--- Direction ---
Continue the news story about the Waterford dragon boat races, starting right after its last sentence.

--- Passage shown ---

==*==

WATERFORD Mike Schneider was recruited to take part in the dragon boat races on Waterford ponds a few years ago when a team needed to fill its ranks with a few more paddlers.
“I pitched in and it was a lot of fun,” said the Waterford man, who captained this year’s Knotical Disaster team representing Axiom, a Cambridge millwrighting and fabrication company.
“Everybody loved it; it’s just a lot of fun,” Schneider said. “It’s a great team building thing, and great for the community and the charitable organizations.”
Schneider recruited his neighbours, the McCormick family, to help swell the Axiom team to the required 21 members.
Jessica McCormick said her three children all got chances to participate, including 12-year-old daughter, Lily Henry, who was drummer on the Knotical Disaster boat.
“Usually, I’ll just bang the drum on the pace of what they should be going, but sometimes it doesn’t work because we were not in sync,” the younger drummer said. “I liked watching everyone paddle, and seeing everyone struggle to get in sync.”

==*==

--- Material ---
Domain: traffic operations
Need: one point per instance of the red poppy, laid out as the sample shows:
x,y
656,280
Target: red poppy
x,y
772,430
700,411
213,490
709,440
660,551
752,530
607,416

==*==

--- Result of this exercise ---
Gail Catherwood, co-chair of the fourth annual Invasion of the Dragons , said she is thankful for the event’s sponsors — MHN Lawyers, the Audrey S. Hellyer Foundation, and Good, Redden and Klosler accountants — whose contributions ensure there is a profit to be made for the charities.
“It costs nearly $20,000 to put this event on,” noted Catherwood, citing expenses that include the company that brings in the boats, gear, docks, and washrooms.
Twenty teams were in this year’s race, each paying a $1,000 entry fee.
“We attract teams from Stratford, Chatham and Woodstock,” said Catherwood, adding that local teams, such as Scotlynn Group, Stelco and the Norfolk OPP, also take part. “It’s fun. They work together, and play together.”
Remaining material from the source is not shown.